(Dataset entries)
++++++++++
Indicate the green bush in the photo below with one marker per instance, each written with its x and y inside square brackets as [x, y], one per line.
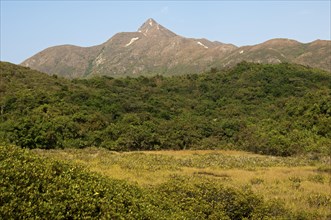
[40, 188]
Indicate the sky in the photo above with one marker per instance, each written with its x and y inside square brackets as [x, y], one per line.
[27, 27]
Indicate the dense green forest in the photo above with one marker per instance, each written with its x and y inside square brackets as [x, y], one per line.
[282, 109]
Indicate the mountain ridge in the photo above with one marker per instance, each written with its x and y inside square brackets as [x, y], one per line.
[153, 49]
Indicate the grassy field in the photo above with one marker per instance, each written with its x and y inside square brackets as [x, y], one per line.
[302, 183]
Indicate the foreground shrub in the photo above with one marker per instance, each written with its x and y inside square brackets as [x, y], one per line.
[32, 187]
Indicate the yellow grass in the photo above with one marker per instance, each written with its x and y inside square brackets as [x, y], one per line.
[291, 184]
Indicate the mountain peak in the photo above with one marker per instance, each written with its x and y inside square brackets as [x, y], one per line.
[151, 28]
[148, 24]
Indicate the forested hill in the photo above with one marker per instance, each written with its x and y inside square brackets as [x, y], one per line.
[281, 109]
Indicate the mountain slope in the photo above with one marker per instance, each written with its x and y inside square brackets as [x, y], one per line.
[279, 109]
[153, 49]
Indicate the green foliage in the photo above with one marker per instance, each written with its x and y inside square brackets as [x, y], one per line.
[279, 109]
[38, 188]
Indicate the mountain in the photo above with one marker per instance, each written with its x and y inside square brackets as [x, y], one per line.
[280, 109]
[153, 49]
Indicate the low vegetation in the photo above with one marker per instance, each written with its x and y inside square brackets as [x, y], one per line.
[100, 184]
[270, 109]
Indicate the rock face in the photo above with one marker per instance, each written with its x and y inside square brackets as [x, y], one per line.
[153, 49]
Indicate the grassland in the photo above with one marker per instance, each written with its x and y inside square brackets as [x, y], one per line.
[301, 183]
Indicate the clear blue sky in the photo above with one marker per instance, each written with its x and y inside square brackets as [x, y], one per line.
[28, 27]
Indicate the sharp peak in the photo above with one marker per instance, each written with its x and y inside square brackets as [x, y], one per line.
[149, 23]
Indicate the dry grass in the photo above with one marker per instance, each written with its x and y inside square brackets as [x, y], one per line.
[295, 181]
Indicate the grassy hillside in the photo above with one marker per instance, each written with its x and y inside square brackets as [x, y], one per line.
[59, 184]
[279, 109]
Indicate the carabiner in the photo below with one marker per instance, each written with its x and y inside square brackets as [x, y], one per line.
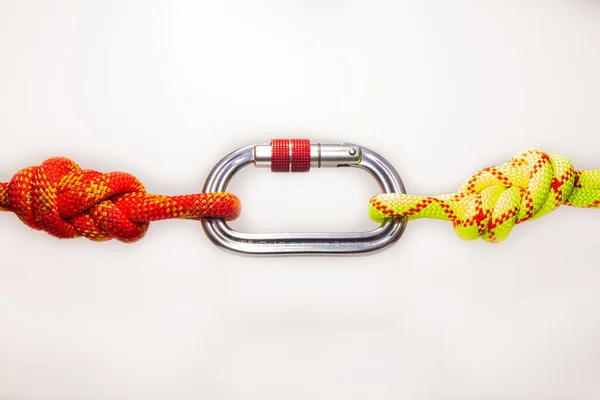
[298, 155]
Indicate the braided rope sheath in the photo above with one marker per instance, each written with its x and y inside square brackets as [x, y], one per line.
[492, 201]
[67, 202]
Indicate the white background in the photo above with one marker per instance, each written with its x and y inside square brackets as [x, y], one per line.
[164, 89]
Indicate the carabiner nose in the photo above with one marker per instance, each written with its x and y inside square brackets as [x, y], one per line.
[299, 155]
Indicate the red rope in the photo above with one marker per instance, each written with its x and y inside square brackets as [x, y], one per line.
[67, 202]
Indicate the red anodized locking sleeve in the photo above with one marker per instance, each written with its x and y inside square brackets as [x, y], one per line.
[300, 155]
[280, 155]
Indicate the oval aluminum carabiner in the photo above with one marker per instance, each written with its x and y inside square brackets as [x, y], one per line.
[298, 155]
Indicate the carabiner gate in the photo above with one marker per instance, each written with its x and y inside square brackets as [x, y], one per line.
[298, 155]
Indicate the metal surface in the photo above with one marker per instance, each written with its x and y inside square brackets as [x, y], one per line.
[330, 155]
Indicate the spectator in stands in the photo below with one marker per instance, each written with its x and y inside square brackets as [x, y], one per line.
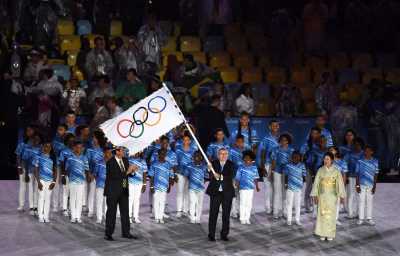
++++++++++
(EXERCISE INSTRUCTIONS)
Write out exactly the stretch of lines that begins with the line containing "Indicate the metal" and ends with the last line of the records above, leaving out the pictures.

(ANSWER BOX)
Indicate the metal surface in the photo above with one marker per instance, each written with its x and y inside square brackets as [x, y], one per line.
[330, 155]
Indicate the spectator in stands in the photo below with one marker per instance, each written with its x and y inside square brackets as [x, y], one per line.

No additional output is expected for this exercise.